Welcome to crossover central. It’s a busy place, this. Alight here for: heinously overpriced 4x4 superminis, weirdo halfbreed hatchbacks, softened-up SUVs, ruggedised seven-seaters - and pretty well every daft, unpronounceable, meaningless new model name that the car business has conceived in the past decade.
The sheer choice on offer here for people with money to spend, ‘something a bit different’ in mind, and no descriptor more specific than the word ‘crossover’ with which to identify it, is… well, it’s a bit much. What’s needed is a touchstone - something simple. So step forward the oldest and best-established exponent of the crossover art: the jacked-up family estate car.
From early Audi Allroads and Volvo Cross Countrys to Volkswagen Alltracks, Skoda Scouts and Vauxhall Country Tourers, these do-it-all wagons seem to occupy the centre ground of the crossover market by bridging the gap between traditional and avant-garde design idioms.
Among myriad alien concepts, they are somehow knowable quantities. And today we’ve got two of them competing for one final recommendation. Although they are similarly priced, each represents a very different brand, philosophy and route to the delivery of that little bit more capability and convenience than average.
In the old-school corner, welcome a crossover with two decades and some four previous model generations behind it – not to mention the 4x4 cache conferred by a hatful of WRC championships and a catalogue full of all-wheel-drive models: the Subaru Outback. If it’s authenticity you’re after, the Outback is as blue-chip as crossovers get - and yet this latest version is no throwback.
Opposing it is a brand new player in this part of the market, one that answers the Subaru’s authenticity with starkly contrasting freshness: the Seat Leon X-Perience. All right, it’s got another daft model name – but experience teaches us that, where crossovers come in, that doesn’t necessarily make it a daft car. In fact, on the face of it, the Leon looks leaner, richer and more athletic than any utility car has a right to.
Read the full Subaru Outback review
It may seem funny, to start with, that these two should come into direct competition. Formerly known as the Legacy Outback, the Subaru is, in effect, a derivative of a model designed in the early 1990s, to take on mid-sized German, Japanese and American saloons primarily in the North American market.
A decade or so ago, it wouldn’t have been strange to see higher-order Legacies compared with sporting BMW 5 Series and Jaguar S-Types on the pages of Autocar – and for them to do okay. And now here’s one priced head to head with a top-of-the-range Golf rival.
It’s an illustration, perhaps, of the difficulties suffered by the Japanese export industry in general over the past 10 years, as well as the more recent sudden improvement in the value of sterling against the yen. And it stands to reason, therefore, that the Outback would be the bigger car of our duo – and it is, by approaching a foot on length and four inches on height.
But despite its descent from loftier market territory, the Outback doesn’t trump the Leon on outright power. Both cars offer 2.0-litre turbodiesel engines; both start this exercise with 148bhp to call their own. But it’s the Seat that scores the early lead in the brochure-borne contest – by a full second on 0-62mph acceleration, 10mph on maximum speed, nearly 10mpg on combined fuel economy and 16g/km on CO2.
It’s debatable if such things actually sell crossovers, of course. In real-world, everyday use out on the road – and over mud, gravel and grass – these two cars are separated by some predictable differences.

Source data
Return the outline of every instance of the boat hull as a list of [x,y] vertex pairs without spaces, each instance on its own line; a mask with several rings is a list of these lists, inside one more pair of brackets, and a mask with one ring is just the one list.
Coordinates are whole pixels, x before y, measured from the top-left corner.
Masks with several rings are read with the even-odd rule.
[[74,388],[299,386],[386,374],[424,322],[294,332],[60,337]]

Your instructions
According to the crossover comparison, what name did the Subaru Outback formerly go by? Nothing in the listing is needed here.

The reply
The Legacy Outback.